AIM OF THE EXERCISE.
The "# tag a dot" line through the end of the listing below is what to set down, word for word, and nothing else.
**** GIVEN RECORDS
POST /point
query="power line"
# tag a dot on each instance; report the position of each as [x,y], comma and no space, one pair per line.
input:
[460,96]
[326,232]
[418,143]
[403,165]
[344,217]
********
TASK ANSWER.
# tag a dot on each instance; report the position of each as [x,y], comma and no space, one pair per line.
input:
[460,96]
[326,232]
[418,143]
[403,165]
[344,217]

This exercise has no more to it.